▶ **Entries shown**
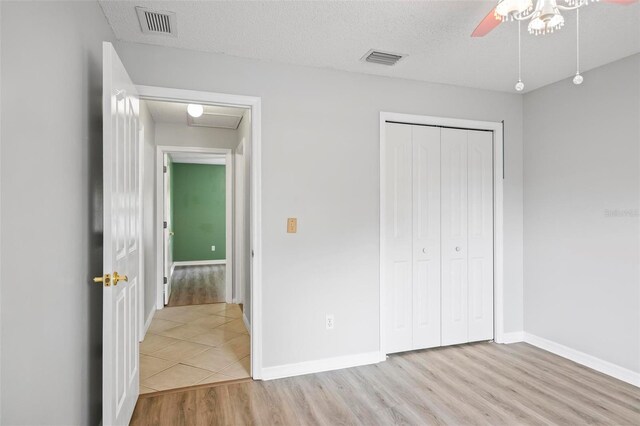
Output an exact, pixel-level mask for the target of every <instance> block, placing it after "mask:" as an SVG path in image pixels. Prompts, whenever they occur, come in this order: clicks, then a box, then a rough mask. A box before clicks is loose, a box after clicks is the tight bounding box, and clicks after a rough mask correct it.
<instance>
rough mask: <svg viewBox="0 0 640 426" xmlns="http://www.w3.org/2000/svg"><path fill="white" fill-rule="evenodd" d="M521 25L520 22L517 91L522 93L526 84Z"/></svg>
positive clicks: (519, 25) (518, 33)
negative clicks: (523, 55)
mask: <svg viewBox="0 0 640 426" xmlns="http://www.w3.org/2000/svg"><path fill="white" fill-rule="evenodd" d="M520 29H521V24H520V21H518V82H517V83H516V90H517V91H518V92H522V91H523V90H524V83H523V82H522V35H521V31H520Z"/></svg>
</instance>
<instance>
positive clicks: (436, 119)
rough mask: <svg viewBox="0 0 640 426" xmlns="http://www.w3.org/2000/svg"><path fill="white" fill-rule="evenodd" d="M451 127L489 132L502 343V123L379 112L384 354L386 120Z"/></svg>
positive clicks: (502, 306)
mask: <svg viewBox="0 0 640 426" xmlns="http://www.w3.org/2000/svg"><path fill="white" fill-rule="evenodd" d="M388 121H392V122H398V123H407V124H422V125H428V126H442V127H455V128H463V129H474V130H489V131H492V132H493V193H494V197H493V198H494V199H493V225H494V226H493V232H494V236H493V248H494V257H493V305H494V309H493V312H494V314H493V315H494V335H493V339H494V341H495V342H496V343H506V342H505V336H504V334H505V333H504V264H503V262H504V224H503V220H504V219H503V216H504V194H503V179H504V178H503V175H502V171H503V167H502V160H503V155H502V154H503V147H504V140H503V132H502V123H498V122H493V121H475V120H464V119H458V118H444V117H433V116H423V115H411V114H400V113H394V112H384V111H383V112H380V206H379V209H380V210H379V211H380V277H379V279H380V352H382V353H386V337H385V330H386V327H385V321H386V318H385V317H386V315H385V312H386V296H385V295H386V291H385V288H384V277H385V270H384V259H385V238H386V237H385V230H384V223H385V214H384V212H385V208H384V206H385V203H386V197H385V187H386V180H385V175H386V158H385V152H386V122H388Z"/></svg>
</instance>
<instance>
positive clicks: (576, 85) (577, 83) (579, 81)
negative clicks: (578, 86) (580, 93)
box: [573, 74, 584, 86]
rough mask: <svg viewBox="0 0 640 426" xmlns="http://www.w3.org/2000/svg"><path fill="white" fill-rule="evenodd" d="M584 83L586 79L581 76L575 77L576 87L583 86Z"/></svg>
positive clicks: (574, 79)
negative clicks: (580, 85)
mask: <svg viewBox="0 0 640 426" xmlns="http://www.w3.org/2000/svg"><path fill="white" fill-rule="evenodd" d="M583 81H584V78H583V77H582V76H581V75H580V74H576V76H575V77H573V84H575V85H576V86H577V85H579V84H582V82H583Z"/></svg>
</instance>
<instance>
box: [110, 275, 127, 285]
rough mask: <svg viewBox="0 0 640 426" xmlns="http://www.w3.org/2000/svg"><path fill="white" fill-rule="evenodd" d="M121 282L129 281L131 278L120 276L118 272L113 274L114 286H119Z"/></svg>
mask: <svg viewBox="0 0 640 426" xmlns="http://www.w3.org/2000/svg"><path fill="white" fill-rule="evenodd" d="M120 281H125V282H126V281H129V277H127V276H126V275H120V274H119V273H117V272H114V273H113V285H118V282H120Z"/></svg>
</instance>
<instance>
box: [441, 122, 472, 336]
mask: <svg viewBox="0 0 640 426" xmlns="http://www.w3.org/2000/svg"><path fill="white" fill-rule="evenodd" d="M440 149H441V154H442V155H441V191H442V193H441V204H442V206H441V222H442V228H441V238H442V246H441V250H442V285H441V292H442V307H441V309H442V315H441V318H442V345H454V344H458V343H464V342H467V341H468V337H469V333H468V323H469V322H468V279H467V131H466V130H457V129H442V139H441V148H440Z"/></svg>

▶ **Your objective**
Put every line of the listing into a Markdown table with the columns "Row" and "Line", giving each line its row number and omitting blank lines. Leave the pictures out of the table.

▶ **Problem solution**
| Row | Line |
|---|---|
| 1 | Output an exact, pixel-level mask for the target of every <instance> block, placing it after "mask:" as an SVG path in image pixels. Prompts, whenever they occur, come in this order: clicks, then a box, then a rough mask. A box before clicks is loose, a box after clicks is the tight bounding box, and clicks after a rough mask correct it. |
| 2 | <instance> |
| 3 | rough mask: <svg viewBox="0 0 640 426" xmlns="http://www.w3.org/2000/svg"><path fill="white" fill-rule="evenodd" d="M521 25L520 22L517 91L522 93L526 84Z"/></svg> |
| 4 | positive clicks: (519, 25) (518, 33) |
| 5 | negative clicks: (523, 55) |
| 6 | mask: <svg viewBox="0 0 640 426" xmlns="http://www.w3.org/2000/svg"><path fill="white" fill-rule="evenodd" d="M520 29H521V24H520V21H518V82H517V83H516V90H517V91H518V92H522V91H523V90H524V83H523V82H522V35H521V31H520Z"/></svg> |
| 7 | </instance> |
| 8 | <instance> |
| 9 | positive clicks: (436, 119) |
| 10 | rough mask: <svg viewBox="0 0 640 426" xmlns="http://www.w3.org/2000/svg"><path fill="white" fill-rule="evenodd" d="M451 127L489 132L502 343V123L379 112L384 354L386 120Z"/></svg> |
| 11 | positive clicks: (502, 306) |
| 12 | mask: <svg viewBox="0 0 640 426" xmlns="http://www.w3.org/2000/svg"><path fill="white" fill-rule="evenodd" d="M388 121H392V122H398V123H407V124H422V125H428V126H442V127H455V128H463V129H474V130H489V131H492V132H493V193H494V197H493V198H494V199H493V225H494V226H493V232H494V236H493V248H494V257H493V305H494V309H493V312H494V314H493V315H494V335H493V339H494V341H495V342H496V343H506V342H505V336H504V334H505V333H504V264H503V262H504V224H503V220H504V219H503V216H504V194H503V179H504V178H503V175H502V171H503V167H502V160H503V155H502V154H503V147H504V140H503V132H502V123H498V122H493V121H475V120H464V119H458V118H444V117H433V116H423V115H411V114H400V113H394V112H384V111H383V112H380V206H379V209H380V210H379V211H380V277H379V279H380V352H382V353H386V337H385V330H386V327H385V321H386V318H385V317H386V315H385V312H386V296H385V295H386V291H385V288H384V277H385V270H384V259H385V238H386V237H385V230H384V223H385V214H384V212H385V208H384V206H385V203H386V197H385V187H386V180H385V175H386V158H385V152H386V122H388Z"/></svg> |
| 13 | </instance> |
| 14 | <instance> |
| 15 | positive clicks: (576, 85) (577, 83) (579, 81) |
| 16 | negative clicks: (578, 86) (580, 93) |
| 17 | box: [573, 74, 584, 86] |
| 18 | rough mask: <svg viewBox="0 0 640 426" xmlns="http://www.w3.org/2000/svg"><path fill="white" fill-rule="evenodd" d="M584 83L586 79L581 76L575 77L576 87L583 86Z"/></svg> |
| 19 | positive clicks: (574, 79) |
| 20 | negative clicks: (580, 85) |
| 21 | mask: <svg viewBox="0 0 640 426" xmlns="http://www.w3.org/2000/svg"><path fill="white" fill-rule="evenodd" d="M583 81H584V78H583V77H582V76H581V75H580V74H576V76H575V77H573V84H575V85H576V86H577V85H579V84H582V82H583Z"/></svg> |
| 22 | </instance> |
| 23 | <instance> |
| 24 | box: [110, 275, 127, 285] |
| 25 | rough mask: <svg viewBox="0 0 640 426" xmlns="http://www.w3.org/2000/svg"><path fill="white" fill-rule="evenodd" d="M121 282L129 281L131 278L120 276L118 272L113 274L114 286H119Z"/></svg> |
| 26 | mask: <svg viewBox="0 0 640 426" xmlns="http://www.w3.org/2000/svg"><path fill="white" fill-rule="evenodd" d="M120 281H125V282H126V281H129V277H127V276H126V275H120V274H119V273H117V272H114V273H113V285H118V282H120Z"/></svg> |
| 27 | </instance> |
| 28 | <instance> |
| 29 | box: [441, 122, 472, 336] |
| 30 | mask: <svg viewBox="0 0 640 426" xmlns="http://www.w3.org/2000/svg"><path fill="white" fill-rule="evenodd" d="M440 149H441V154H442V155H441V191H442V193H441V204H442V206H441V222H442V228H441V238H442V246H441V250H442V285H441V292H442V307H441V309H442V315H441V318H442V345H454V344H458V343H464V342H467V341H468V337H469V333H468V323H469V322H468V279H467V131H466V130H457V129H442V139H441V148H440Z"/></svg> |